PROBLEM TO WORK ON: Please extract each line of the data below that contains the word "tree", copying every such line unchanged.

Position identification records:
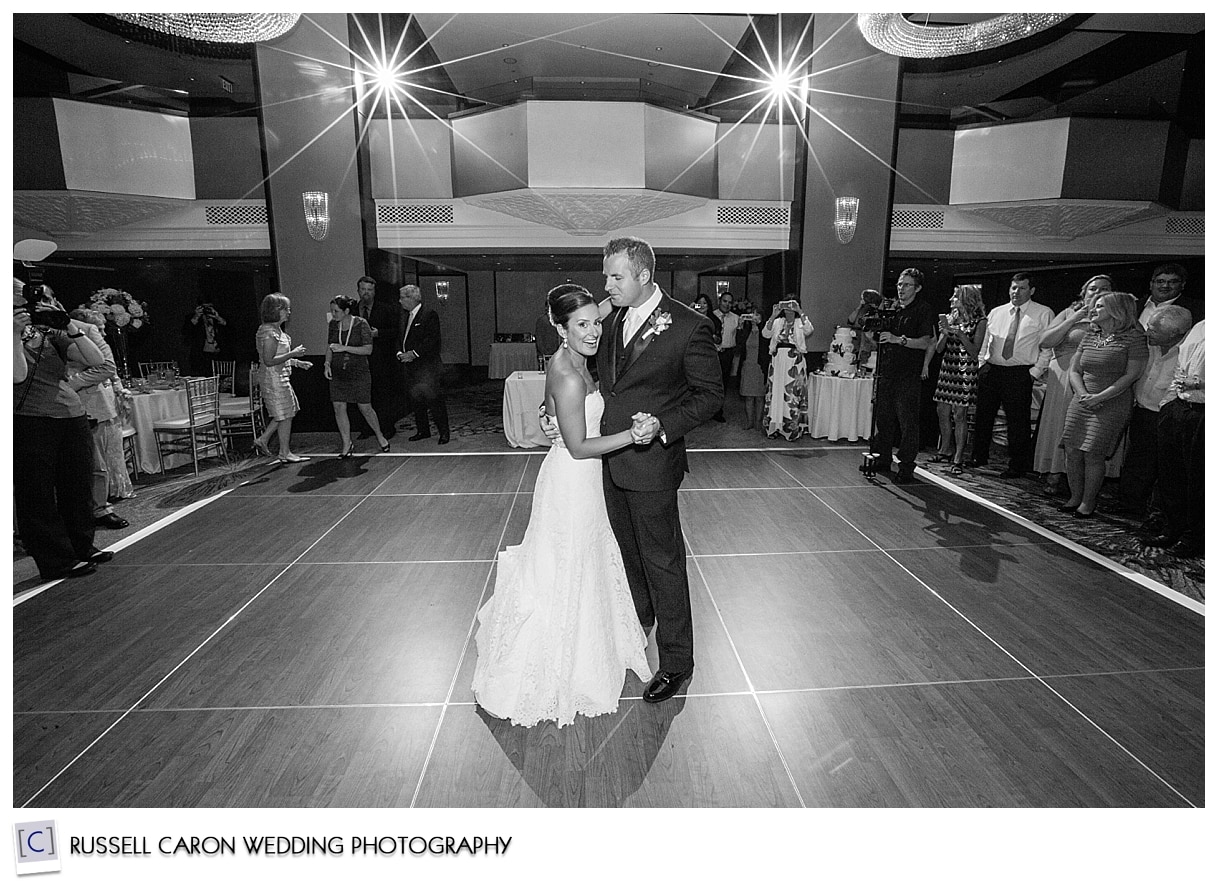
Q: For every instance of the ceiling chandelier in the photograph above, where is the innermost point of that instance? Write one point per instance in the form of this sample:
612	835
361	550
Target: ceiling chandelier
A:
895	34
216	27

* * *

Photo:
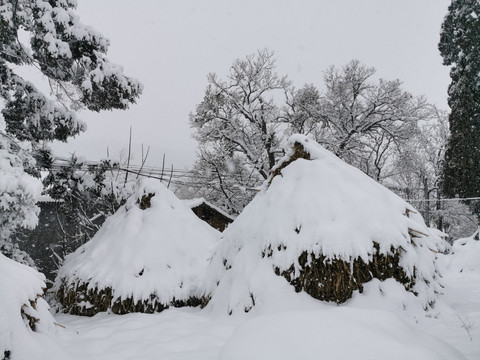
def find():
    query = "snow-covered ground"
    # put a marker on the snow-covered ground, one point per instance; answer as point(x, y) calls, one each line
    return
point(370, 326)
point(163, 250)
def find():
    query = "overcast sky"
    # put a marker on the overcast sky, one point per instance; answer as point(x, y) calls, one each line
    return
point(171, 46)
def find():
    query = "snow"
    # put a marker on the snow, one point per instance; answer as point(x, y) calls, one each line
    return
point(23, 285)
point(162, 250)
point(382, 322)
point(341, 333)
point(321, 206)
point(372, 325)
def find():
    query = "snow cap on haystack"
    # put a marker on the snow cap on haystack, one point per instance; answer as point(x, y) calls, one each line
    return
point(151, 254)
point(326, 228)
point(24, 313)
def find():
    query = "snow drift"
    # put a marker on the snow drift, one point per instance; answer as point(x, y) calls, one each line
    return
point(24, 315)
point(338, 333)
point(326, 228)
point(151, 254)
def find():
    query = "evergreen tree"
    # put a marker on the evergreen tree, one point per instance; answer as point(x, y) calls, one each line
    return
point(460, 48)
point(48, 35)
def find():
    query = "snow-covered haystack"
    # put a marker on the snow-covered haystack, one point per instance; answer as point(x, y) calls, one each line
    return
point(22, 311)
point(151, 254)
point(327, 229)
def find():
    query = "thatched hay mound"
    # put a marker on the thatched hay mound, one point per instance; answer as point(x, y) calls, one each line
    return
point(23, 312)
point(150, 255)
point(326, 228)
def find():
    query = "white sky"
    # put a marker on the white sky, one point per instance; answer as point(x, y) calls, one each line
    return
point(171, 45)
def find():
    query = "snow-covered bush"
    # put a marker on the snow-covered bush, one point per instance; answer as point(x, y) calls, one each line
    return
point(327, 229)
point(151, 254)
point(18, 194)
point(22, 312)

TASK ANSWER:
    query = "evergreen tree"
    # put a marker on the evergreen tree, one point per instance; answer as point(x, y) calls, one each line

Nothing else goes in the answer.